• **Task directions**: Please answer from the passage on the Ash'arites below: what theory of the old philosophers does it call self-evidently false?

• **Text excerpt**:
This argument is sophistical: although it is not allowable for him to admit the possibility of the actual effect being delayed after the actual cause, and in a voluntary agent, after the decision to act, he regards it as possible that the effect should be delayed after the will of the agent. It is possible that the effect should be delayed after the will of the agent, but its being delayed after the actual cause is impossible, and equally impossible is its being delayed after a voluntary agent’s decision to act. The difficulty is thus unchanged, for he must of necessity draw one of these two conclusions: either that the act of the agent does not imply in him a change which itself would need an external principle of change, or that there are changes which arise by themselves, without the necessity of an agent in whom they occur and who causes them, and that therefore there are changes possible in the Eternal without an agent who causes them. And his adversaries insist on these two very points: ( 1 ) that the act of the agent necessarily implies a change  and that each change has a principle which causes it; (2) that the Eternal cannot change in any way. But all this is difficult to prove.

The Ash’arites are forced to assume either a first agent or a first act of this agent, for they cannot admit that the disposition of the agent, relative to the effect, when he acts is the same as his disposition, when he does not act. This implies therefore a new disposition or a new relation, and this necessarily either in the agent, or in the effect, or in both? But in this case, if we posit as a principle that for each new disposition there is an agent, this new disposition in the first agent will either need another agent, and then this first agent was not the first and was not on his own account sufficient for the act but needed another, or the agent of the disposition which is the condition of the agent’s act will be identical with the agent of the act. Then this act which we regarded as being the first act arising out of him will not be the first, but his act producing the disposition which is the condition of the effect will be anterior to the act producing the effect. This, you see, is a necessary consequence, unless one allows that new dispositions may arise in the agents without a cause. But this is absurd, unless one believes that there are things which happen at haphazard and by themselves, a theory of the old philosophers who denied the agent,; the falsehood of which is self-evident.

• **Data rows**:
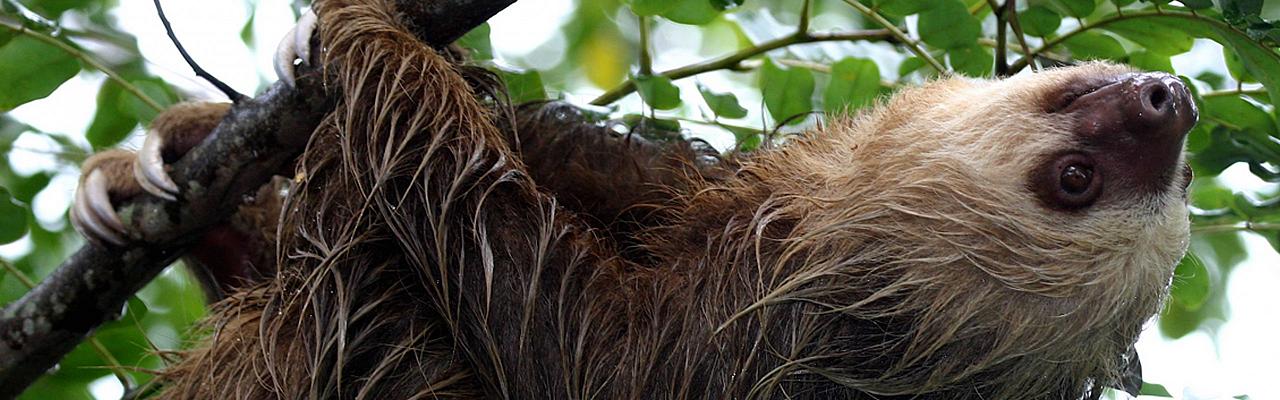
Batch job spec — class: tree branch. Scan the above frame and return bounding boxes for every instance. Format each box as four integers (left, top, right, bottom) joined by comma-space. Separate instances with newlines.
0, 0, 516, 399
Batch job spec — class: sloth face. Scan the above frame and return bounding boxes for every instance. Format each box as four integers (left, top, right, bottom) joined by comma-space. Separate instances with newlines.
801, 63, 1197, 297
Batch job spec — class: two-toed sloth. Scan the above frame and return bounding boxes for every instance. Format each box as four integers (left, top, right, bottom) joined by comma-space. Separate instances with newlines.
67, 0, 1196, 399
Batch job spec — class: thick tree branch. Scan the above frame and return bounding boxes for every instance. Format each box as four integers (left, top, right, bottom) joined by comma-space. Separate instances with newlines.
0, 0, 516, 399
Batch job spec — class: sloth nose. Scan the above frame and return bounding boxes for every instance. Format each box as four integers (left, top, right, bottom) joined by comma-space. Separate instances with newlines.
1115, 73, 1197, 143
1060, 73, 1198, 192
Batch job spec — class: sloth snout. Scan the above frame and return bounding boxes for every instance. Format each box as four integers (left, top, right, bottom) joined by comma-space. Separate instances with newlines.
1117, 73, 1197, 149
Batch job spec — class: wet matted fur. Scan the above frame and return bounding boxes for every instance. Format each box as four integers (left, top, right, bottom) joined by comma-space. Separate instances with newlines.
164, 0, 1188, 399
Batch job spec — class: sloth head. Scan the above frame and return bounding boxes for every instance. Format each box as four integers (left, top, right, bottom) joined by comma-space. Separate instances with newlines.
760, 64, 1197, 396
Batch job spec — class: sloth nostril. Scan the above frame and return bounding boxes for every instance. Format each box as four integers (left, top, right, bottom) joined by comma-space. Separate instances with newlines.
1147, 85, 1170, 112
...
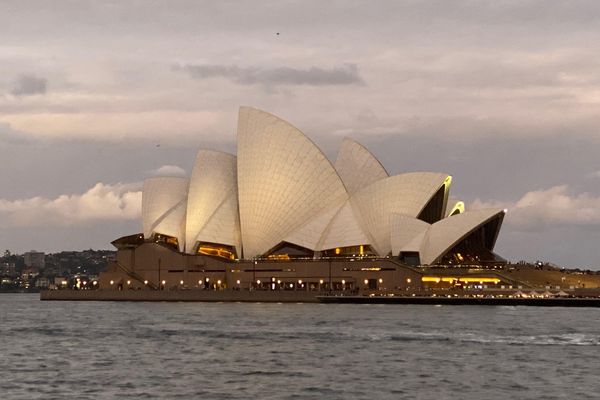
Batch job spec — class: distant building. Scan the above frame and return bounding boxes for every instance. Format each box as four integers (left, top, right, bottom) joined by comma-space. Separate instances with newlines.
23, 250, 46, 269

• **Correct output**: The theory that there are things which happen at haphazard and by themselves, held by old philosophers who denied the agent.